Output the lines of the entries that start at the line containing "mark the slope" and end at the line containing "[0,0,670,202]", both included, as a JSON list of strings with one string per line and blank lines omitted.

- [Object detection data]
----

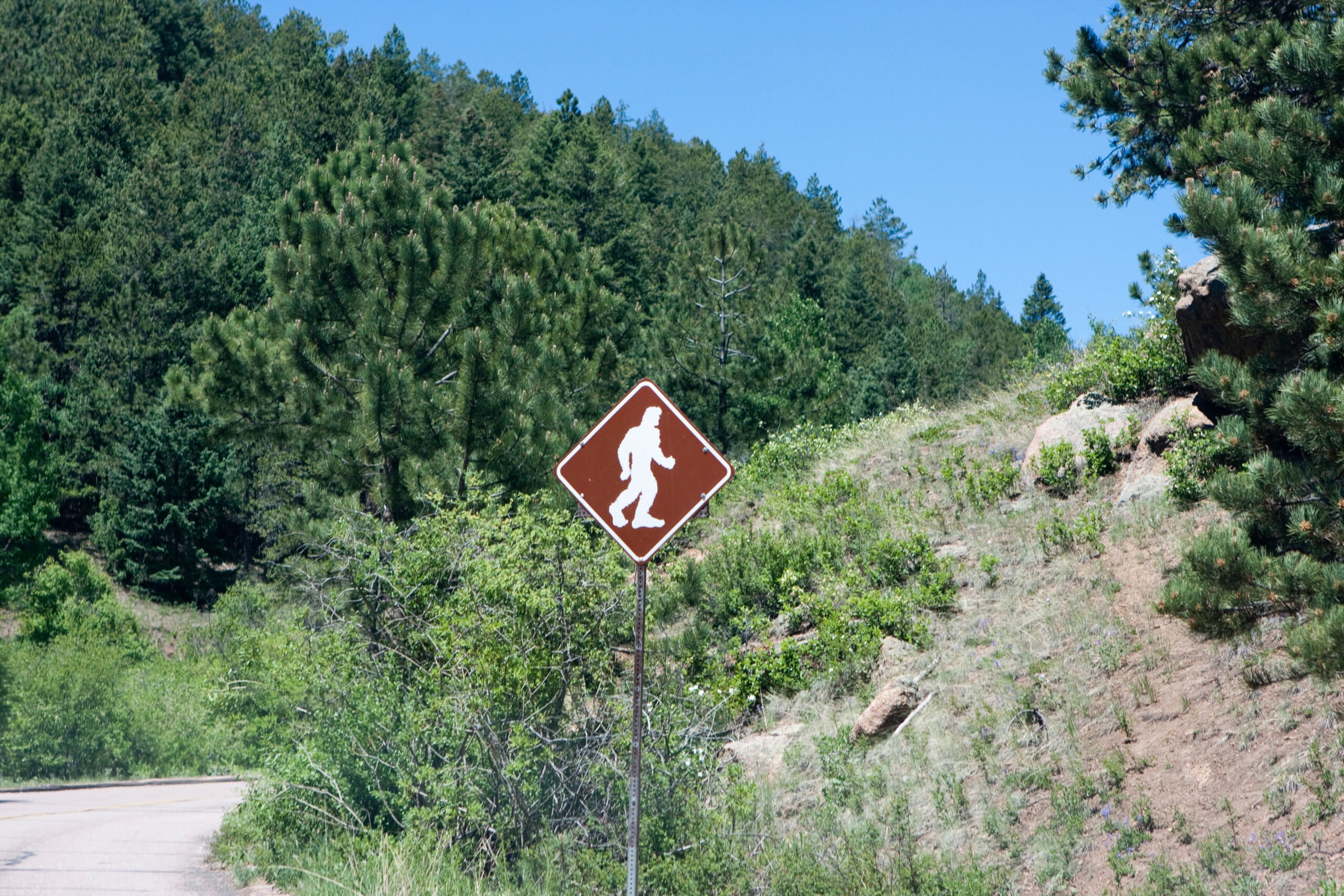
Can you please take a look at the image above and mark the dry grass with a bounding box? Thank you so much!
[709,394,1344,893]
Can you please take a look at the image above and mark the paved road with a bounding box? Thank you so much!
[0,782,256,896]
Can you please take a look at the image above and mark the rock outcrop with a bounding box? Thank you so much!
[1116,398,1214,504]
[1176,255,1261,364]
[849,681,919,737]
[1022,392,1150,476]
[719,721,804,779]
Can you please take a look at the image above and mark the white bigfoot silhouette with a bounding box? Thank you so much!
[607,407,676,529]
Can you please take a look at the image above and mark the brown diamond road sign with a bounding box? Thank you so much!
[555,379,732,563]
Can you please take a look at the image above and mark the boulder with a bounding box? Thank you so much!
[719,721,804,779]
[1176,255,1261,364]
[872,634,919,690]
[1116,396,1214,504]
[1022,392,1142,471]
[1135,396,1214,459]
[849,682,919,737]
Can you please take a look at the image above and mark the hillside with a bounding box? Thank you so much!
[693,394,1344,894]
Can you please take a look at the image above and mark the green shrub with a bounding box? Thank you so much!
[0,634,235,781]
[1044,247,1188,411]
[941,445,1020,511]
[1031,439,1082,494]
[1036,507,1110,556]
[980,553,1003,588]
[1083,428,1119,480]
[1162,415,1253,507]
[17,551,148,656]
[1044,320,1186,411]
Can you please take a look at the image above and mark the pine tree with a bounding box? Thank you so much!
[1020,274,1068,357]
[0,357,59,586]
[848,328,919,420]
[657,220,769,451]
[175,125,624,520]
[1052,3,1344,672]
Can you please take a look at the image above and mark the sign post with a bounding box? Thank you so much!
[555,379,732,896]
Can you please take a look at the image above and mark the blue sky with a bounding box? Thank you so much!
[270,0,1188,339]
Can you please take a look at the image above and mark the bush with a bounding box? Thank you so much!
[941,445,1020,511]
[1046,247,1188,411]
[0,634,233,781]
[1083,427,1119,480]
[1031,439,1082,496]
[1036,507,1109,556]
[17,551,148,647]
[1162,415,1253,507]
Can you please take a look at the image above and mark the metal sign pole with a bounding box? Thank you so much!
[625,563,648,896]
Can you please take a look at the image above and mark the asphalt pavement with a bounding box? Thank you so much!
[0,781,256,896]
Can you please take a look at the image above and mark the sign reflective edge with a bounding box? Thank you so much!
[552,377,735,564]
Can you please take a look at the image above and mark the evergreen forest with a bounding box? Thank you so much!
[13,0,1344,896]
[0,0,1031,606]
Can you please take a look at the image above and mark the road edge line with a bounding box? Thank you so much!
[0,775,245,794]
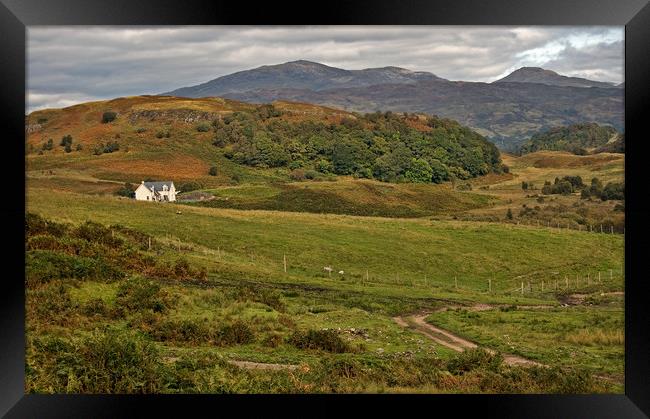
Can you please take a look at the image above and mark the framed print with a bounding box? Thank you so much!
[0,0,650,417]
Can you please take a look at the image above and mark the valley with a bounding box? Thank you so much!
[26,96,625,393]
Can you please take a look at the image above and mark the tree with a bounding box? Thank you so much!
[404,159,433,183]
[42,138,54,150]
[102,111,117,124]
[116,182,135,198]
[59,134,72,147]
[429,159,448,186]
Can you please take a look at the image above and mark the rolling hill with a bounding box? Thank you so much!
[159,61,623,150]
[521,123,622,154]
[26,96,503,193]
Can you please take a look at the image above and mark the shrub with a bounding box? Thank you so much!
[26,282,76,324]
[102,111,117,124]
[262,333,282,348]
[115,277,171,313]
[289,169,305,181]
[71,221,124,248]
[196,123,210,132]
[25,212,68,237]
[151,320,211,343]
[59,134,72,147]
[600,182,625,201]
[447,348,503,375]
[215,320,255,346]
[25,250,124,288]
[35,329,164,394]
[115,182,135,198]
[41,138,54,150]
[178,182,203,192]
[81,298,108,316]
[287,330,350,353]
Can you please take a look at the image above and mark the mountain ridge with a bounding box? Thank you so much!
[493,67,618,88]
[162,60,444,97]
[159,60,624,150]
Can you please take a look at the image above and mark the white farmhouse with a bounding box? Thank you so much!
[135,181,176,202]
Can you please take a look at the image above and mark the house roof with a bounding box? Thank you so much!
[142,180,174,191]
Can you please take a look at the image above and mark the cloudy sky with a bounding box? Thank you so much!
[27,26,624,112]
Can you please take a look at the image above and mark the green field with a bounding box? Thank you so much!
[26,185,623,392]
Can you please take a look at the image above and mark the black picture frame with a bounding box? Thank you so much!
[0,0,650,418]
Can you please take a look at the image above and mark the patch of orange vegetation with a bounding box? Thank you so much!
[519,152,625,168]
[84,155,209,180]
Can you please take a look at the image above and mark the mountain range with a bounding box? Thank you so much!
[162,60,624,150]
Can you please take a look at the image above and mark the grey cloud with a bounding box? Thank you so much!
[27,26,623,111]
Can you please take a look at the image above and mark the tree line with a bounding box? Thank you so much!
[212,105,508,183]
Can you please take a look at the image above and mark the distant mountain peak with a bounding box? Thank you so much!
[494,67,616,88]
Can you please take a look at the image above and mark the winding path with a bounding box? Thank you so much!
[393,308,545,366]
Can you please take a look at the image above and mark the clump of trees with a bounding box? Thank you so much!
[93,141,120,156]
[212,105,506,183]
[542,176,585,195]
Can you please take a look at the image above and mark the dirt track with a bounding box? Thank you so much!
[393,314,543,366]
[228,361,299,370]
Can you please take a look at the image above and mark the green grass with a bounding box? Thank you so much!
[27,187,623,298]
[192,179,496,218]
[26,209,622,393]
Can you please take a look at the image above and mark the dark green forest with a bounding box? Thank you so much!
[212,105,507,183]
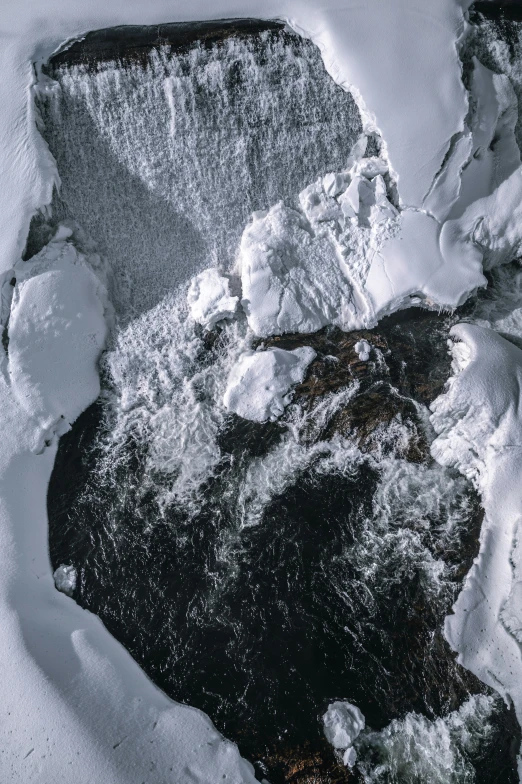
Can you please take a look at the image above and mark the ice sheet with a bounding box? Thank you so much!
[431,324,522,773]
[0,0,521,784]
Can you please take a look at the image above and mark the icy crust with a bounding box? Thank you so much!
[0,250,255,784]
[2,227,109,448]
[53,564,78,596]
[239,152,486,336]
[323,700,365,768]
[431,324,522,764]
[223,346,315,422]
[355,694,498,784]
[187,267,239,329]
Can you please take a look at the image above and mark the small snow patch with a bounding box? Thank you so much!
[323,701,366,768]
[354,340,372,362]
[187,267,238,329]
[223,346,315,422]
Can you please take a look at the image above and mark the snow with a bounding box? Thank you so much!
[5,0,522,784]
[187,267,239,329]
[53,564,78,596]
[238,153,400,337]
[431,324,522,774]
[323,700,365,768]
[223,346,315,422]
[353,340,372,362]
[6,224,108,448]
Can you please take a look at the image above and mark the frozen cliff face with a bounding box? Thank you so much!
[4,228,109,448]
[223,346,315,422]
[34,23,361,321]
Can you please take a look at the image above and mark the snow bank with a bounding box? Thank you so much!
[323,701,365,768]
[5,229,107,448]
[187,267,239,329]
[0,0,521,784]
[431,324,522,776]
[223,346,315,422]
[53,564,77,596]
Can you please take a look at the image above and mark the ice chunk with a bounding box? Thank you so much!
[53,564,77,596]
[187,267,239,329]
[323,700,365,761]
[223,346,315,422]
[8,230,107,435]
[354,340,372,362]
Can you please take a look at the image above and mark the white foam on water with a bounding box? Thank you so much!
[38,32,361,320]
[354,695,498,784]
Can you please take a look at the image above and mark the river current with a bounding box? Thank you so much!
[35,13,519,784]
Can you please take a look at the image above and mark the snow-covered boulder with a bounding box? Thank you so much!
[8,229,107,435]
[353,340,372,362]
[323,700,365,767]
[187,267,239,329]
[53,564,77,596]
[223,346,315,422]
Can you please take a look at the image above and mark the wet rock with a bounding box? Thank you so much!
[49,19,285,72]
[260,310,455,462]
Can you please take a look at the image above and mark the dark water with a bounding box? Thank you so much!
[48,306,518,784]
[40,15,520,784]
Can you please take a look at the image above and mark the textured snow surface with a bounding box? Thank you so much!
[223,346,315,422]
[355,694,498,784]
[5,0,522,784]
[431,324,522,776]
[323,701,365,768]
[187,267,238,329]
[4,229,107,448]
[53,564,78,596]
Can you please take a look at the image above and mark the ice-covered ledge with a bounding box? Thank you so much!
[0,234,255,784]
[0,0,469,271]
[0,0,508,784]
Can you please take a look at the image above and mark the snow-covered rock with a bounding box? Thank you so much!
[8,228,107,448]
[353,340,372,362]
[53,564,77,596]
[431,324,522,764]
[323,700,365,767]
[223,346,315,422]
[239,152,401,336]
[187,267,239,329]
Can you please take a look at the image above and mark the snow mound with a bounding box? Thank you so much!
[431,324,522,760]
[239,139,486,337]
[187,267,239,329]
[4,228,107,448]
[223,346,315,422]
[53,564,77,596]
[323,701,365,768]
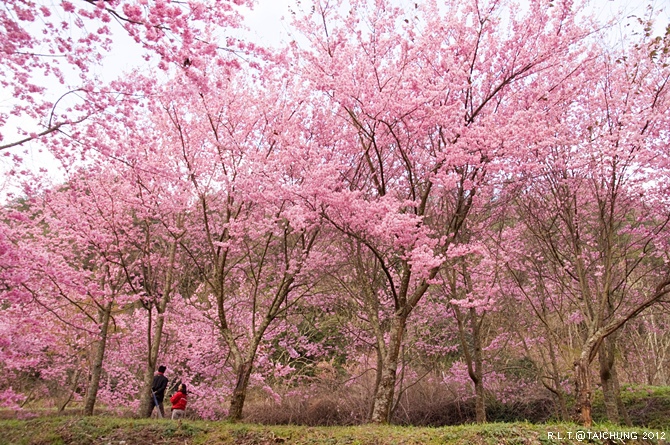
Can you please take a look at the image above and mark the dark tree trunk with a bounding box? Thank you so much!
[84,301,112,416]
[371,315,407,424]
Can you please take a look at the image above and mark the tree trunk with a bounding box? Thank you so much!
[549,341,570,422]
[140,238,181,417]
[598,340,619,424]
[140,306,165,417]
[84,301,112,416]
[574,352,593,428]
[228,361,253,422]
[470,308,486,423]
[371,315,407,424]
[367,347,384,422]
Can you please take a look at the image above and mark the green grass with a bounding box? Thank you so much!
[0,417,670,445]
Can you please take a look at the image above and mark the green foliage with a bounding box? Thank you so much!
[0,417,667,445]
[593,385,670,430]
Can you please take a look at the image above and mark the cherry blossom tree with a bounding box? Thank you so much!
[506,31,670,425]
[297,1,596,423]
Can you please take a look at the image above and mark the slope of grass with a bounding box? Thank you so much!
[0,417,670,445]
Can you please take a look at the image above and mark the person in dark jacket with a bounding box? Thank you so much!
[170,383,186,420]
[149,365,168,417]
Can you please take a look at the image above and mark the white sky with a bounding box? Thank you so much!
[0,0,670,202]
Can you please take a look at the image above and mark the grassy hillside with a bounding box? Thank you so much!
[0,417,670,445]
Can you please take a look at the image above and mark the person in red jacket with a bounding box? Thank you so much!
[170,383,186,420]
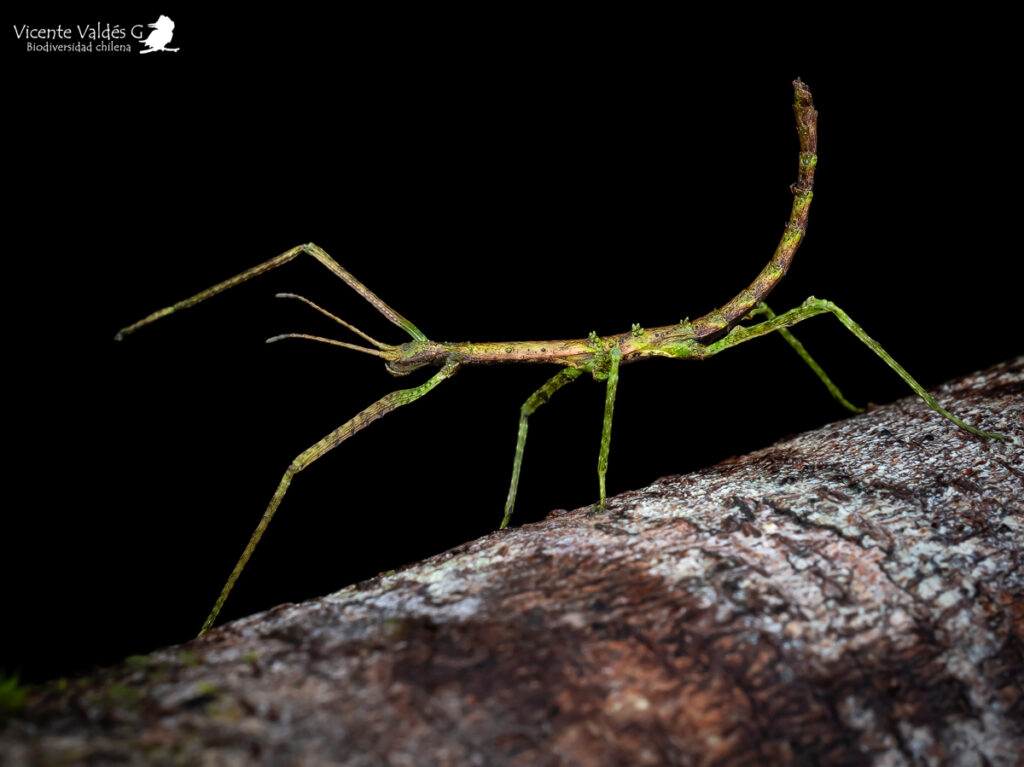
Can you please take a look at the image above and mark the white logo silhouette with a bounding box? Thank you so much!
[139,15,178,53]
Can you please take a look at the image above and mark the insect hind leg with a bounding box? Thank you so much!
[705,296,1007,441]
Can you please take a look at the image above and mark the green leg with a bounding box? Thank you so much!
[499,368,583,529]
[746,302,864,413]
[706,296,1006,439]
[199,361,459,636]
[597,346,623,510]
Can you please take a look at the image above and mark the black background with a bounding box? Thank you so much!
[0,7,1022,680]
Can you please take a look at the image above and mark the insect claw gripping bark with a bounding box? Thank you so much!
[115,79,1005,634]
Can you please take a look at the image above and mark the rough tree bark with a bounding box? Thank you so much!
[0,357,1024,766]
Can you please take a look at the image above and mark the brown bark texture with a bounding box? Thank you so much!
[0,357,1024,767]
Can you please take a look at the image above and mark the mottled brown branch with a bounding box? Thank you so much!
[0,357,1024,767]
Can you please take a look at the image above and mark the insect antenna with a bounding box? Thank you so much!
[266,333,388,359]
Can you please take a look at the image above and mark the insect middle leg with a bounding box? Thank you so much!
[499,368,583,529]
[705,296,1006,440]
[199,360,459,636]
[746,301,864,413]
[597,347,623,510]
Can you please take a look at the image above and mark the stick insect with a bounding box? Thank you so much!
[116,79,1005,635]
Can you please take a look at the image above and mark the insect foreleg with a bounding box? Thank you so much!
[200,360,459,636]
[705,296,1006,440]
[499,368,583,529]
[114,243,426,341]
[746,301,864,413]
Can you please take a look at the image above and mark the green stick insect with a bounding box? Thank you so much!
[116,80,1005,635]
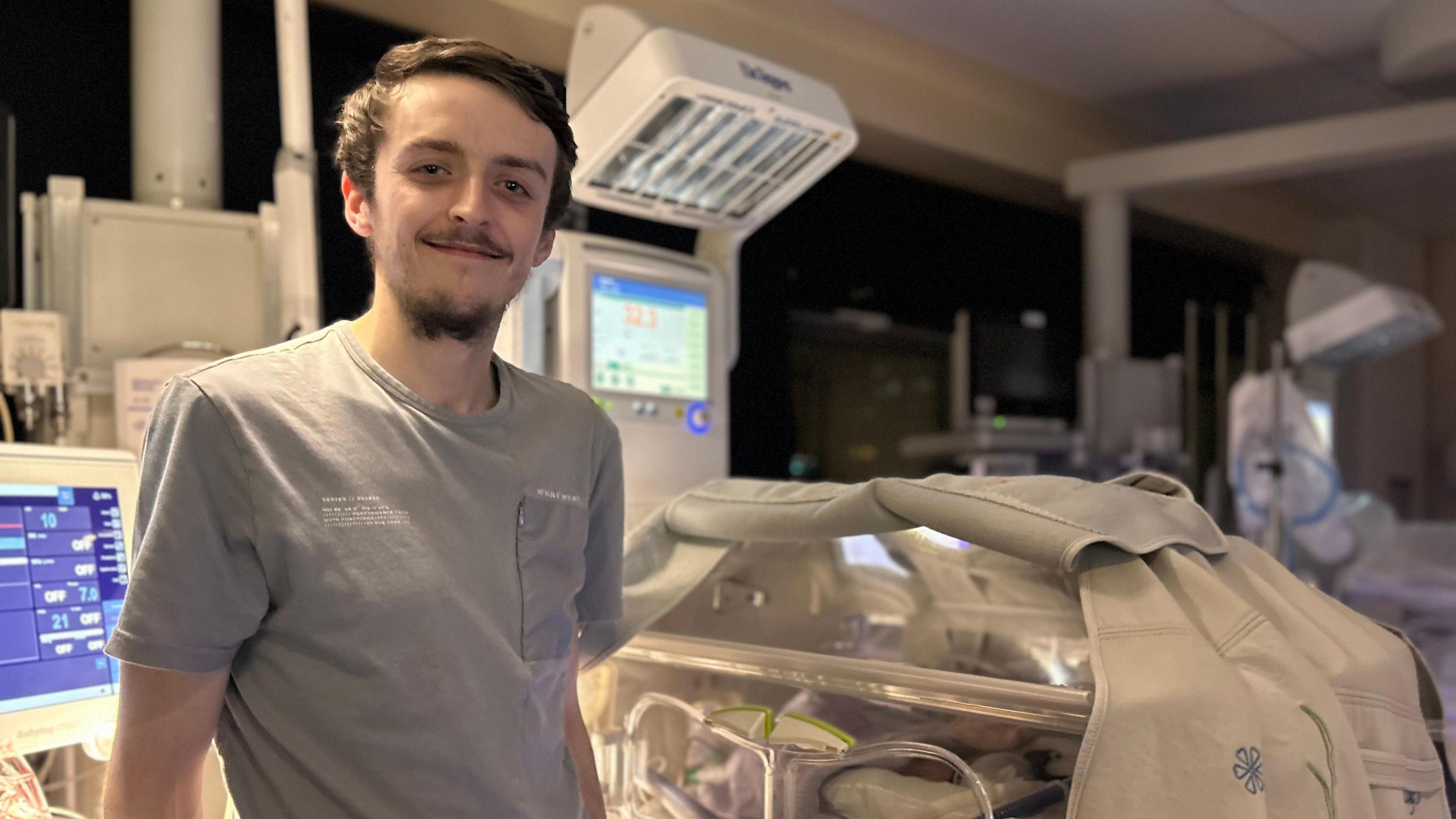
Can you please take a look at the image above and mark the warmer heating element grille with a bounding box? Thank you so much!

----

- [RESPONSE TO THE EXERCISE]
[
  "Can you please take a look at the image above and mark the slope of grass with a bounding box? Thank you so much!",
  "[0,417,670,445]",
  "Can you please take a look at the image above and mark the person in dark jacket with a bounding box? Thank you so much!",
  "[170,383,186,420]",
  "[149,365,168,417]",
  "Can you please take a look at the image above and mark the white sky with a bounding box? Thank you so much!",
  "[0,0,670,202]"
]